• Text section:
There is master-morality and slave-morality,—I would at once add, however, that in all higher and mixed civilizations, there are also attempts at the reconciliation of the two moralities, but one finds still oftener the confusion and mutual misunderstanding of them, indeed sometimes their close juxtaposition—even in the same man, within one soul. The distinctions of moral values have either originated in a ruling caste, pleasantly conscious of being different from the ruled—or among the ruled class, the slaves and dependents of all sorts.

• Dataset extract:
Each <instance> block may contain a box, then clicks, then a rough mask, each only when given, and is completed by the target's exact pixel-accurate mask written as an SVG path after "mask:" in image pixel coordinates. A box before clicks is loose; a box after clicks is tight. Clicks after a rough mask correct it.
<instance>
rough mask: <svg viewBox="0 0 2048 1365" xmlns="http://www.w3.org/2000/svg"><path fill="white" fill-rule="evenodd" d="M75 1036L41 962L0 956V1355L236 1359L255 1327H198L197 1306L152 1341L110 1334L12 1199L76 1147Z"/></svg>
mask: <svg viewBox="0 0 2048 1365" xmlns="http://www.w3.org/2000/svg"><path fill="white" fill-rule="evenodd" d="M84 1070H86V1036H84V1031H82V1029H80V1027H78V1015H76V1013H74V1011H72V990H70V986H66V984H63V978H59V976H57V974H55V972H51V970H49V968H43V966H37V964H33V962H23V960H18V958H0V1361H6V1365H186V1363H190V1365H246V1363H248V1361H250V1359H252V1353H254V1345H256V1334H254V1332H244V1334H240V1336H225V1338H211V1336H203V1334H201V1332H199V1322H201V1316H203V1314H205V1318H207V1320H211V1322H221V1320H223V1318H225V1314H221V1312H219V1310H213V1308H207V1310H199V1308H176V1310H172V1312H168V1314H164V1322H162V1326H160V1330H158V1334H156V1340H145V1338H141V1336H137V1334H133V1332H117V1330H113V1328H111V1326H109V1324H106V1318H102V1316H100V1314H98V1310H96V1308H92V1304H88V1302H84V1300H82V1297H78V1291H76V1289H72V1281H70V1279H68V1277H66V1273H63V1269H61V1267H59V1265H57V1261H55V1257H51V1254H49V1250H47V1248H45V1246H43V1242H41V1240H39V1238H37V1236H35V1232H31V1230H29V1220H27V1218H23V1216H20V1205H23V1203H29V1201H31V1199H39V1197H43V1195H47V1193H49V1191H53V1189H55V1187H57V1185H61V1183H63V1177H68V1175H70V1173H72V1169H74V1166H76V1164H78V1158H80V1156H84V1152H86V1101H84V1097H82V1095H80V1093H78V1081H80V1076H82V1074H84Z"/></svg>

• Task instructions:
1. Translate this sentence from the passage on master-morality and slave-morality into Spanish: "The distinctions of moral values have either originated in a ruling caste, pleasantly conscious of being different from the ruled—or among the ruled class, the slaves and dependents of all sorts."
2. According to the passage on master-morality and slave-morality, in what kinds of civilizations are there attempts to reconcile the two moralities?
3. Transcribe the stretch of the passage on master-morality and slave-morality from "There is master-morality" through "of all sorts.".
The listing has no connection to the passage on master-morality and slave-morality.

• Response list:
1. Las distinciones de los valores morales se han originado o bien en una casta dominante, agradablemente consciente de ser diferente de los dominados, o bien entre la clase dominada, los esclavos y dependientes de toda clase.

2. In all higher and mixed civilizations.

3.
There is master-morality and slave-morality,—I would at once add, however, that in all higher and mixed civilizations, there are also attempts at the reconciliation of the two moralities, but one finds still oftener the confusion and mutual misunderstanding of them, indeed sometimes their close juxtaposition—even in the same man, within one soul. The distinctions of moral values have either originated in a ruling caste, pleasantly conscious of being different from the ruled—or among the ruled class, the slaves and dependents of all sorts.